THE TASK: From the records below, extract all the text exactly and leave the images behind.

DATASET RECORDS:
==============================

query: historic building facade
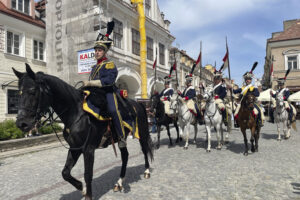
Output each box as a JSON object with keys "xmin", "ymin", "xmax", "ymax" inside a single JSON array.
[
  {"xmin": 263, "ymin": 19, "xmax": 300, "ymax": 91},
  {"xmin": 0, "ymin": 0, "xmax": 46, "ymax": 121},
  {"xmin": 46, "ymin": 0, "xmax": 175, "ymax": 98},
  {"xmin": 169, "ymin": 47, "xmax": 213, "ymax": 90}
]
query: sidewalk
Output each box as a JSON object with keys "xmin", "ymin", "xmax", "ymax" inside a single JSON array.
[{"xmin": 0, "ymin": 133, "xmax": 64, "ymax": 159}]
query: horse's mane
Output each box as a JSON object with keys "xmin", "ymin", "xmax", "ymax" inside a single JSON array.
[{"xmin": 36, "ymin": 72, "xmax": 83, "ymax": 102}]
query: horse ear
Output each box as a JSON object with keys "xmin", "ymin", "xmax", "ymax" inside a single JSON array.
[
  {"xmin": 12, "ymin": 67, "xmax": 24, "ymax": 79},
  {"xmin": 25, "ymin": 63, "xmax": 35, "ymax": 80}
]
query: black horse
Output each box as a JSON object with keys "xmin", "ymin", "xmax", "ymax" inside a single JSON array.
[
  {"xmin": 13, "ymin": 64, "xmax": 153, "ymax": 199},
  {"xmin": 150, "ymin": 94, "xmax": 182, "ymax": 148}
]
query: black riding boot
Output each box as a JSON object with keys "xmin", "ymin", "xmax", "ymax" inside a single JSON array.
[{"xmin": 222, "ymin": 109, "xmax": 228, "ymax": 126}]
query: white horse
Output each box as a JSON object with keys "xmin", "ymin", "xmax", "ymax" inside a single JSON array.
[
  {"xmin": 171, "ymin": 95, "xmax": 198, "ymax": 149},
  {"xmin": 274, "ymin": 93, "xmax": 296, "ymax": 141},
  {"xmin": 203, "ymin": 85, "xmax": 228, "ymax": 152}
]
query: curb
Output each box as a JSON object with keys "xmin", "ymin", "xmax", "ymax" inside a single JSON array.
[{"xmin": 0, "ymin": 132, "xmax": 64, "ymax": 153}]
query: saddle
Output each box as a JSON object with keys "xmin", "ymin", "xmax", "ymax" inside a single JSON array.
[{"xmin": 83, "ymin": 87, "xmax": 140, "ymax": 143}]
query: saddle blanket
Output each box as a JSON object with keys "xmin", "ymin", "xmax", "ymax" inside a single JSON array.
[{"xmin": 82, "ymin": 90, "xmax": 140, "ymax": 139}]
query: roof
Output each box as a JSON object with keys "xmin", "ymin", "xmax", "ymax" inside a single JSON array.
[
  {"xmin": 269, "ymin": 19, "xmax": 300, "ymax": 42},
  {"xmin": 0, "ymin": 2, "xmax": 46, "ymax": 28}
]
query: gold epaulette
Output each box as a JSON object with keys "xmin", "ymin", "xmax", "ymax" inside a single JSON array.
[{"xmin": 105, "ymin": 62, "xmax": 115, "ymax": 69}]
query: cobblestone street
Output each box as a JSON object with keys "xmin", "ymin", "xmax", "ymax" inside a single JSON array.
[{"xmin": 0, "ymin": 121, "xmax": 300, "ymax": 200}]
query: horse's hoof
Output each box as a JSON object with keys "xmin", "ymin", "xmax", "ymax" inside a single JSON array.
[
  {"xmin": 144, "ymin": 173, "xmax": 150, "ymax": 179},
  {"xmin": 113, "ymin": 184, "xmax": 123, "ymax": 192}
]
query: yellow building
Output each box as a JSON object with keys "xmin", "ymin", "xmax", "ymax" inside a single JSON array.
[{"xmin": 263, "ymin": 19, "xmax": 300, "ymax": 91}]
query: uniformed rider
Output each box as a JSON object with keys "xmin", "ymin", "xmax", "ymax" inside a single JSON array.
[
  {"xmin": 84, "ymin": 22, "xmax": 126, "ymax": 148},
  {"xmin": 270, "ymin": 78, "xmax": 296, "ymax": 123},
  {"xmin": 214, "ymin": 72, "xmax": 228, "ymax": 126},
  {"xmin": 159, "ymin": 76, "xmax": 174, "ymax": 115},
  {"xmin": 233, "ymin": 72, "xmax": 265, "ymax": 127}
]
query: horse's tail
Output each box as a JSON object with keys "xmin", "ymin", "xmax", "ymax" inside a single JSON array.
[{"xmin": 137, "ymin": 103, "xmax": 154, "ymax": 161}]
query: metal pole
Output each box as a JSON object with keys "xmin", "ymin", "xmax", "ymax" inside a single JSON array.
[{"xmin": 226, "ymin": 36, "xmax": 234, "ymax": 115}]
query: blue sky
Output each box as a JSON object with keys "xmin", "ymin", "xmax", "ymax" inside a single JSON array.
[{"xmin": 158, "ymin": 0, "xmax": 300, "ymax": 84}]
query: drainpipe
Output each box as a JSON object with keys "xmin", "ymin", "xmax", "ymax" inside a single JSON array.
[{"xmin": 130, "ymin": 0, "xmax": 148, "ymax": 99}]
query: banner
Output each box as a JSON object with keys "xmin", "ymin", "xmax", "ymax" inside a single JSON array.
[{"xmin": 77, "ymin": 49, "xmax": 97, "ymax": 74}]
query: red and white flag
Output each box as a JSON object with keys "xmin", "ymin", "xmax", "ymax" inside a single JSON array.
[
  {"xmin": 196, "ymin": 51, "xmax": 202, "ymax": 67},
  {"xmin": 222, "ymin": 43, "xmax": 229, "ymax": 70}
]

==============================

CORRECT RESPONSE:
query: historic building facade
Output each box as a JSON object with keys "xmin", "ymin", "xmax", "ymax" inside a single JSON array.
[
  {"xmin": 263, "ymin": 19, "xmax": 300, "ymax": 91},
  {"xmin": 0, "ymin": 0, "xmax": 46, "ymax": 121},
  {"xmin": 46, "ymin": 0, "xmax": 175, "ymax": 98},
  {"xmin": 169, "ymin": 47, "xmax": 213, "ymax": 90}
]
query: sidewalk
Output each box as a JSON object with keys "xmin", "ymin", "xmax", "ymax" inside a single JSON array.
[{"xmin": 0, "ymin": 133, "xmax": 64, "ymax": 159}]
query: horse's mane
Output each box as a JSON object with keys "xmin", "ymin", "xmax", "ymax" inside a single JSON array.
[{"xmin": 36, "ymin": 72, "xmax": 83, "ymax": 102}]
query: horse ear
Output each box as a JSON object with keys "xmin", "ymin", "xmax", "ymax" inside a single JSON array.
[
  {"xmin": 12, "ymin": 67, "xmax": 24, "ymax": 79},
  {"xmin": 25, "ymin": 63, "xmax": 35, "ymax": 80}
]
query: black horse
Output each box as a JSON object with keys "xmin", "ymin", "xmax", "ymax" inside a single JSON array.
[
  {"xmin": 13, "ymin": 64, "xmax": 153, "ymax": 199},
  {"xmin": 150, "ymin": 94, "xmax": 182, "ymax": 148}
]
query: black riding boot
Output each box as a JSON object with keys "xmin", "ymin", "xmax", "ymax" inside a single JSON array.
[{"xmin": 222, "ymin": 109, "xmax": 228, "ymax": 126}]
query: white horse
Output each box as a JSON object with keys "xmin", "ymin", "xmax", "ymax" inside a single JSON array.
[
  {"xmin": 171, "ymin": 95, "xmax": 198, "ymax": 149},
  {"xmin": 274, "ymin": 93, "xmax": 296, "ymax": 141},
  {"xmin": 203, "ymin": 85, "xmax": 228, "ymax": 152}
]
query: curb
Output each box as a JSON object with keys "xmin", "ymin", "xmax", "ymax" inside a single JSON array.
[{"xmin": 0, "ymin": 132, "xmax": 64, "ymax": 153}]
query: saddle
Output each box as a JSON object with keys "xmin", "ymin", "xmax", "ymax" inside a single JSON array.
[{"xmin": 83, "ymin": 87, "xmax": 140, "ymax": 143}]
query: saddle blanket
Output each box as a JSON object with keys "xmin", "ymin", "xmax", "ymax" inside a single JSON array.
[{"xmin": 82, "ymin": 90, "xmax": 140, "ymax": 139}]
query: roof
Output each box as a JSON object with keys "xmin", "ymin", "xmax", "ymax" inside a single JSON array.
[
  {"xmin": 269, "ymin": 19, "xmax": 300, "ymax": 42},
  {"xmin": 0, "ymin": 2, "xmax": 46, "ymax": 28}
]
query: gold epaulette
Output each box as a JSON object with keys "xmin", "ymin", "xmax", "ymax" inside a single JSON array.
[{"xmin": 105, "ymin": 62, "xmax": 115, "ymax": 69}]
query: cobblestone street
Output each box as a JSON object with keys "xmin", "ymin", "xmax", "ymax" inside a single JSON array.
[{"xmin": 0, "ymin": 121, "xmax": 300, "ymax": 200}]
query: horse's hoof
Output each box as a JSON object with keys "xmin", "ymin", "xmax", "ymax" inside a single JSON array.
[
  {"xmin": 144, "ymin": 173, "xmax": 150, "ymax": 179},
  {"xmin": 113, "ymin": 184, "xmax": 123, "ymax": 192}
]
query: yellow building
Output each box as a JSON object with keys "xmin", "ymin", "xmax", "ymax" inside a single JSON array.
[{"xmin": 263, "ymin": 19, "xmax": 300, "ymax": 91}]
query: uniformed rider
Output each box as a JSON object with keys "xmin", "ymin", "xmax", "ymax" inside a single JSON array.
[
  {"xmin": 84, "ymin": 22, "xmax": 126, "ymax": 148},
  {"xmin": 270, "ymin": 78, "xmax": 296, "ymax": 123},
  {"xmin": 214, "ymin": 72, "xmax": 228, "ymax": 126},
  {"xmin": 159, "ymin": 76, "xmax": 174, "ymax": 115},
  {"xmin": 233, "ymin": 72, "xmax": 265, "ymax": 127}
]
query: horse's tail
Output each box as a JSON object with keys "xmin", "ymin", "xmax", "ymax" inside a single JSON array.
[{"xmin": 137, "ymin": 103, "xmax": 154, "ymax": 161}]
query: metal pole
Output each box as a JSON object with keys "xmin", "ymin", "xmax", "ymax" inside a single JSON array.
[{"xmin": 226, "ymin": 36, "xmax": 234, "ymax": 115}]
query: blue sky
Output each box as a JSON object with keys "xmin", "ymin", "xmax", "ymax" inside a single JSON array.
[{"xmin": 158, "ymin": 0, "xmax": 300, "ymax": 84}]
query: drainpipe
Output each box as a JSON object with keys "xmin", "ymin", "xmax", "ymax" inside a single JSON array.
[{"xmin": 130, "ymin": 0, "xmax": 148, "ymax": 99}]
query: banner
Output each box as a JSON object with keys "xmin", "ymin", "xmax", "ymax" inside a single JSON array.
[{"xmin": 77, "ymin": 49, "xmax": 97, "ymax": 74}]
query: red and white flag
Output each box as a JSON object with keys "xmin", "ymin", "xmax", "ymax" inside a single JSON array.
[
  {"xmin": 196, "ymin": 51, "xmax": 202, "ymax": 67},
  {"xmin": 222, "ymin": 43, "xmax": 229, "ymax": 70}
]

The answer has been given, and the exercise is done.